# Items from a data source

== == ==

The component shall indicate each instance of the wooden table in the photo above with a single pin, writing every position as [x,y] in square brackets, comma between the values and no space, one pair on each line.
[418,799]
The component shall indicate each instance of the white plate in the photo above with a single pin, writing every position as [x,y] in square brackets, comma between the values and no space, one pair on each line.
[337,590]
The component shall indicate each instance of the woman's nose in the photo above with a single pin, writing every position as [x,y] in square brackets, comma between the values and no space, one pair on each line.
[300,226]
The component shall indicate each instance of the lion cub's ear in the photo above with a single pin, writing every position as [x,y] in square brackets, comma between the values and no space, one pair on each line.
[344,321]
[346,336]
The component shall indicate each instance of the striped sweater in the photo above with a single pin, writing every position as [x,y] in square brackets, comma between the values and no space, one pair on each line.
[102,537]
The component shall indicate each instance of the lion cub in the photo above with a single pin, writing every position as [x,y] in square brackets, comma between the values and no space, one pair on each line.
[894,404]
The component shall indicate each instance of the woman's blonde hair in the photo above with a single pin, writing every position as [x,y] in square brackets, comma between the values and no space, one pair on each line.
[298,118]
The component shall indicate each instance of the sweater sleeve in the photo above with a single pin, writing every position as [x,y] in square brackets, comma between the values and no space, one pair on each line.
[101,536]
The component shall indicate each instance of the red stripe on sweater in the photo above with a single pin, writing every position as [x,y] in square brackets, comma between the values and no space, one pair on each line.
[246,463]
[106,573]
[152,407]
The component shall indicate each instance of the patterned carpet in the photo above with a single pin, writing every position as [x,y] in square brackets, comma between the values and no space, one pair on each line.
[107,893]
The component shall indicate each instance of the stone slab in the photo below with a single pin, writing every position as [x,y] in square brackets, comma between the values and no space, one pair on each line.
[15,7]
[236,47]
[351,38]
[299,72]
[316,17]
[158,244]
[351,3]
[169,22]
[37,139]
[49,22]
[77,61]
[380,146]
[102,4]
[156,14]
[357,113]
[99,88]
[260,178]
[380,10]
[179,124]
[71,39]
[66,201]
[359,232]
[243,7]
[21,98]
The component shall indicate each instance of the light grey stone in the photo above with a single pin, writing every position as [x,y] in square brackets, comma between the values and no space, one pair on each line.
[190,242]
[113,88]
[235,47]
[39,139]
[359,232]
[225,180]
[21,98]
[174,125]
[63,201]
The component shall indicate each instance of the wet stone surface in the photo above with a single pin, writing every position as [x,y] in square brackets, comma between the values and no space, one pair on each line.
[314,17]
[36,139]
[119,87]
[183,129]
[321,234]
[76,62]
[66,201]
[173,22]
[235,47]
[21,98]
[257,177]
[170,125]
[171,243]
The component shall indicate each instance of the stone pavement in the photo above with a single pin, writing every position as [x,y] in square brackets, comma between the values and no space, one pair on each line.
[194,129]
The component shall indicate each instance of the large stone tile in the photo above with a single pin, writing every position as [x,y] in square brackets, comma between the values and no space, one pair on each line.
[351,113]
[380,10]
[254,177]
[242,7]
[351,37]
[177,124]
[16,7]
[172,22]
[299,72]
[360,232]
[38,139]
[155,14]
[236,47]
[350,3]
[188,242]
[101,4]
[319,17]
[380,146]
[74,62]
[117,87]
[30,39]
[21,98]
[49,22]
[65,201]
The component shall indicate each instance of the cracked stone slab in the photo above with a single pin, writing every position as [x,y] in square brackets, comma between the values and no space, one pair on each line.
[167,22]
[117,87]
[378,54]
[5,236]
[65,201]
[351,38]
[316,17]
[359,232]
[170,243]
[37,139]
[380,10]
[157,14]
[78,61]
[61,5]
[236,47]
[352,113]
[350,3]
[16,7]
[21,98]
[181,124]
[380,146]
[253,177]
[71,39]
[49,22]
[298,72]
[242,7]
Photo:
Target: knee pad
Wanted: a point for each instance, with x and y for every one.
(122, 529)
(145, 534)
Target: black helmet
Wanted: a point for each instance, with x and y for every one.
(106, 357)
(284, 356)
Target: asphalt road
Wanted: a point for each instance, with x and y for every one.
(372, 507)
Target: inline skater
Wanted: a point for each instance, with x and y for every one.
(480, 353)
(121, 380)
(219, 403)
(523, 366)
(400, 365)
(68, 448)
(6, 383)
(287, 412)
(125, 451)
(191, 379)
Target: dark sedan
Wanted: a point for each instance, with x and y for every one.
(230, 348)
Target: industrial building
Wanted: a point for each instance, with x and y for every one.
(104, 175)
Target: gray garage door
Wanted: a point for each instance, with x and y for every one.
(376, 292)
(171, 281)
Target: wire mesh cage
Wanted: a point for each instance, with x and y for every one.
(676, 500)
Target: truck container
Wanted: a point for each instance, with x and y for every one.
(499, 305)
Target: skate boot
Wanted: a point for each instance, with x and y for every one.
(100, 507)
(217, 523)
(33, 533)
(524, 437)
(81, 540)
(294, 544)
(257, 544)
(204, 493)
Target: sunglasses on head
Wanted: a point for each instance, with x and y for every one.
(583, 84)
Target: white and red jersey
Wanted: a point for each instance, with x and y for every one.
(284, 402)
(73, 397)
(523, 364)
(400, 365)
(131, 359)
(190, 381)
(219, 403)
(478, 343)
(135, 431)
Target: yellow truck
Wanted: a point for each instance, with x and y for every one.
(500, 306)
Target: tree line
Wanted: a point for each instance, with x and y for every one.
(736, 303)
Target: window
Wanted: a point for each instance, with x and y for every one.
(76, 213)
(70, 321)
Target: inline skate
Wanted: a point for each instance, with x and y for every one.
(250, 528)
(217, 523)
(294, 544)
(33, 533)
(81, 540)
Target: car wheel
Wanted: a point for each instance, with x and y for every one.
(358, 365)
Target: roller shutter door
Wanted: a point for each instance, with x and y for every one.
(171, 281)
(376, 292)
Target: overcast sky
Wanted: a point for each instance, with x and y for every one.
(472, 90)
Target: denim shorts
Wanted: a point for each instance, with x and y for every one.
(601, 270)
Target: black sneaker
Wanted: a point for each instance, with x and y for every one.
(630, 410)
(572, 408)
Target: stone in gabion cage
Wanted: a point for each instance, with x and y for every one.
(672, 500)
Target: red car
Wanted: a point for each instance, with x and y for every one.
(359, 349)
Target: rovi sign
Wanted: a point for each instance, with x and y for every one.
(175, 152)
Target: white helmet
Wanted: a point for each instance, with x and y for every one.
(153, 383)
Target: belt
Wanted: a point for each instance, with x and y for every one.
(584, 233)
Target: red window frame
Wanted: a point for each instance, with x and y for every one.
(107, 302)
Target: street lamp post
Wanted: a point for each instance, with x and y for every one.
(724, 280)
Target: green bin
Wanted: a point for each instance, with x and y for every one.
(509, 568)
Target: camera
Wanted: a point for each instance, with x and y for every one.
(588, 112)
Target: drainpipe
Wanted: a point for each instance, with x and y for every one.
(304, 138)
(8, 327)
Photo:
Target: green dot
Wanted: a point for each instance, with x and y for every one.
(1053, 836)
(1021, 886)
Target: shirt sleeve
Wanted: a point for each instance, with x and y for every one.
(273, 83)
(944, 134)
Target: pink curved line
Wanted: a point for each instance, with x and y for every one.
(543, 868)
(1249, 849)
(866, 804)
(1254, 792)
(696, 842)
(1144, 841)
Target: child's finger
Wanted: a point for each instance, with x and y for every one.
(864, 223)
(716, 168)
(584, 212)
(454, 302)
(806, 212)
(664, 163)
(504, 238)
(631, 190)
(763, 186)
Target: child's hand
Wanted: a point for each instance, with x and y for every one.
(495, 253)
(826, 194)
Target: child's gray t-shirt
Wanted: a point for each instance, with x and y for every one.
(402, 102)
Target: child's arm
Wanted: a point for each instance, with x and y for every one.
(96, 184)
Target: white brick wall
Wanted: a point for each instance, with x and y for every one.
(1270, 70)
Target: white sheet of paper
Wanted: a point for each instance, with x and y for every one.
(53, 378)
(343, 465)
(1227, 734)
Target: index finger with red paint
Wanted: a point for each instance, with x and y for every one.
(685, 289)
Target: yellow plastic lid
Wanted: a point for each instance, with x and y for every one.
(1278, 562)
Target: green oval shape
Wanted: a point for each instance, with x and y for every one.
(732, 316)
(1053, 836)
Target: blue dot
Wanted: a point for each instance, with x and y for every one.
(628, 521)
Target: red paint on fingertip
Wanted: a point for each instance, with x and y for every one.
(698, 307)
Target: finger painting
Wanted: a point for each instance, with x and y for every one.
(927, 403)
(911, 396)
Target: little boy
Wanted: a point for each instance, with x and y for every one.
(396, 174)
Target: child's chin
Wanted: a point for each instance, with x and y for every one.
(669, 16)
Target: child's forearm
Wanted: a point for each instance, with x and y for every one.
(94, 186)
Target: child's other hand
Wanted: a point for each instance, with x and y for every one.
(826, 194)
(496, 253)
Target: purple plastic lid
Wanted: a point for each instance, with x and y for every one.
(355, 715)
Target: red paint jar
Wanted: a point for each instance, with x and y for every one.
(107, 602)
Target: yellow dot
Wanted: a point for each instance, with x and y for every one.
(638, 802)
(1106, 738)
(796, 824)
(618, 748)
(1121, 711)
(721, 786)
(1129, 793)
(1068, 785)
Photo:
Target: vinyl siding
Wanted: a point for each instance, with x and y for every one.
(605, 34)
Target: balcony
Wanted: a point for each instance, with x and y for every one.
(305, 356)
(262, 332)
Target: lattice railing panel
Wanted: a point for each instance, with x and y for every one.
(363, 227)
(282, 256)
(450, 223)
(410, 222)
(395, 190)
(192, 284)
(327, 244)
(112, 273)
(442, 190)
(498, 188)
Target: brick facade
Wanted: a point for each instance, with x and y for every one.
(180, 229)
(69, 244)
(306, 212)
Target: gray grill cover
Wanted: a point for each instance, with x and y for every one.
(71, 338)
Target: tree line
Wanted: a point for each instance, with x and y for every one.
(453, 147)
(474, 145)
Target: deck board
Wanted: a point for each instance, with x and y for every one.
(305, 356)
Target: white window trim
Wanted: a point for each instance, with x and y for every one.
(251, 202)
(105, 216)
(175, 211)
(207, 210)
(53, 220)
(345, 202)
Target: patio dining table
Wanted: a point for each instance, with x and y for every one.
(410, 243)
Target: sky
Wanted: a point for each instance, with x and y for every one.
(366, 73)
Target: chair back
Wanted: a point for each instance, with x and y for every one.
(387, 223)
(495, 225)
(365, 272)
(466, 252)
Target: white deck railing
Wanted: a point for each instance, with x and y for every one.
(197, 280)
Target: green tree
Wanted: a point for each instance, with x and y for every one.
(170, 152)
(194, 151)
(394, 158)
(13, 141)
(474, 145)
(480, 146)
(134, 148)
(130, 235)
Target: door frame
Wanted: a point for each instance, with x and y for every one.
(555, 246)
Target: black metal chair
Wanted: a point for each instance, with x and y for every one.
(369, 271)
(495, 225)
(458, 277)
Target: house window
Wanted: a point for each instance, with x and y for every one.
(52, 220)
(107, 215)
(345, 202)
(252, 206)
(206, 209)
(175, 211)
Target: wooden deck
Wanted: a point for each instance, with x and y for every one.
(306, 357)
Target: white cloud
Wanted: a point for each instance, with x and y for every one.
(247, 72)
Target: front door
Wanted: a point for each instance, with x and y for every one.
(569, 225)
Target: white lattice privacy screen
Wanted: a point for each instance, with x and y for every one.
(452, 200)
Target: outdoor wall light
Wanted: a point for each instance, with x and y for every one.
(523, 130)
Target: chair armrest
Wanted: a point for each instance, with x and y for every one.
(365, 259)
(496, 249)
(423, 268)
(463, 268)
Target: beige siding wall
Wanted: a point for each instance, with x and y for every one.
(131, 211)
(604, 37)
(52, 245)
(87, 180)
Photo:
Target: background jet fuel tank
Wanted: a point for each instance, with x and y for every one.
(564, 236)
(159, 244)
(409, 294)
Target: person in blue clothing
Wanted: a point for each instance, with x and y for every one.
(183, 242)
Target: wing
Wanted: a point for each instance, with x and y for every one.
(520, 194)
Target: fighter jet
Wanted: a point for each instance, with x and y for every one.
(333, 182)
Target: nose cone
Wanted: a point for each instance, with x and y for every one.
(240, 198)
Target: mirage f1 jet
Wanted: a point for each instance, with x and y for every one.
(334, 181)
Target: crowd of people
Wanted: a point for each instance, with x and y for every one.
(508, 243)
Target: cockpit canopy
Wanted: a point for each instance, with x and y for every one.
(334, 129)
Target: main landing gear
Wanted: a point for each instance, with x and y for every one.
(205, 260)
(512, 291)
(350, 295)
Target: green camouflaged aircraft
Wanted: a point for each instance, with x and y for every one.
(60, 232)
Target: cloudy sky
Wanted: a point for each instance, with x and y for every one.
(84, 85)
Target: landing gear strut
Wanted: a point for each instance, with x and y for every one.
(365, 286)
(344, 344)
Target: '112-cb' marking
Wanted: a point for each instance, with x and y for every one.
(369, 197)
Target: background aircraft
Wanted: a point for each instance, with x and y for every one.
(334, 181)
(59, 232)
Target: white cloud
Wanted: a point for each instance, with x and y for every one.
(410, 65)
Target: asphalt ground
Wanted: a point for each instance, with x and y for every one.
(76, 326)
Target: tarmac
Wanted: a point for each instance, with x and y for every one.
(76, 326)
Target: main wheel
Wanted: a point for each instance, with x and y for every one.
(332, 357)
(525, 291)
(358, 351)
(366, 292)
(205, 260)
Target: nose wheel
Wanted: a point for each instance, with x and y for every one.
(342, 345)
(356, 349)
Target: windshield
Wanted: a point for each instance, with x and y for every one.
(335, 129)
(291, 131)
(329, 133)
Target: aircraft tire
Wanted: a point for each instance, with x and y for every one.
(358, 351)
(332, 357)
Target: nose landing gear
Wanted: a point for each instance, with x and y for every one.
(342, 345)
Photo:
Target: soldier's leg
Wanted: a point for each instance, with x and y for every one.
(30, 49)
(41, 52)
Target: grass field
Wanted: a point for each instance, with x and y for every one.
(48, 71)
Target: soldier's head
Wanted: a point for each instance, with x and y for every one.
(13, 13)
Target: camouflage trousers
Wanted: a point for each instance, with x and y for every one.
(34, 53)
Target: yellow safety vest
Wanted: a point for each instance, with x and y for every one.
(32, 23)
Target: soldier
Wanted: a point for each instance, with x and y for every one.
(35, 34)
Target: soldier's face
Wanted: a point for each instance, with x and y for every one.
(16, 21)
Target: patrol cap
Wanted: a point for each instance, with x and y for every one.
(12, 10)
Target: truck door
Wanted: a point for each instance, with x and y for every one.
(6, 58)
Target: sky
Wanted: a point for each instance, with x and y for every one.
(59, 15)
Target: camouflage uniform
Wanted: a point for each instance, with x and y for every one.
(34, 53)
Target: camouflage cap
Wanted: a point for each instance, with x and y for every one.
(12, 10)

== == ==

# Your task
Only the lines from the one that contains "Target: soldier's face" to the end of the entries above should be given again, exactly and in full.

# The result
Target: soldier's face
Wanted: a point for each instance, with x and y for every one.
(16, 21)
Target: patrol cap
Wanted: a point for each instance, with x and y for every one.
(12, 10)
Target: truck door
Wanted: a point for each instance, with x and y for every one.
(6, 58)
Target: sky
Wanted: a point for each instance, with x and y for every one.
(59, 15)
Target: camouflage uniform
Wanted: a point for each instance, with x and y for every one.
(34, 53)
Target: camouflage cap
Wanted: a point for each instance, with x and y for every one.
(12, 10)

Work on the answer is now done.